Written instruction 1: Convert the contour labeling rows below into a JSON list of strings, one string per line, omitting blank lines.

Text shown:
How I Rendered One Billion Points in a Browser Tab

3/13/2026

7 minutes read
monte-carlocanvasweb-workersperformancejavascript

One billion random points. One browser tab. Fans never kicked in.

I built a Monte Carlo π approximation — scatter random points in a unit square, count how many land inside a quarter circle, multiply the ratio by four, and you get π. Simple math. I wanted to see how far a browser could push it, so I typed in a billion and hit start. The page stayed responsive the entire time.

This post is not about Monte Carlo. It is about the rendering architecture that made that number possible.

The Naive Approach Dies Fast

The obvious way to draw points on a canvas is the Canvas 2D API. For each point, you call fillRect() or arc(), set a fill color, and move on. This works fine for a few thousand points.

Contour labeling rows
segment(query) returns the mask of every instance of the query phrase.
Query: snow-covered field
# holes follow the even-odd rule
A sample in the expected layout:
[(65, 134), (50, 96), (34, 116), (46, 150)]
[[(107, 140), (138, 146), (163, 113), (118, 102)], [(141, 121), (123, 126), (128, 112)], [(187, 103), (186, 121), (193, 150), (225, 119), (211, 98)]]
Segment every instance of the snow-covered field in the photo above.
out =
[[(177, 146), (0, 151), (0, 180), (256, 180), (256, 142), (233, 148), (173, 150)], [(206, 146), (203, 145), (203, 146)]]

Written instruction 2: Summarize the post on rendering one billion points in two sentences.

Final answer 1:
[
  "segment(query) returns the mask of every instance of the query phrase.",
  "Query: snow-covered field",
  "# holes follow the even-odd rule",
  "A sample in the expected layout:",
  "[(65, 134), (50, 96), (34, 116), (46, 150)]",
  "[[(107, 140), (138, 146), (163, 113), (118, 102)], [(141, 121), (123, 126), (128, 112)], [(187, 103), (186, 121), (193, 150), (225, 119), (211, 98)]]",
  "Segment every instance of the snow-covered field in the photo above.",
  "out =",
  "[[(177, 146), (0, 151), (0, 180), (256, 180), (256, 142), (233, 148), (173, 150)], [(206, 146), (203, 145), (203, 146)]]"
]

Final answer 2: The author built a Monte Carlo approximation of π in a browser by scattering random points in a unit square and counting those inside a quarter circle, then ran it with one billion points while the page stayed responsive. The post focuses on the rendering architecture behind that number and notes that the obvious Canvas 2D approach, which draws each point with fillRect() or arc(), works fine only for a few thousand points.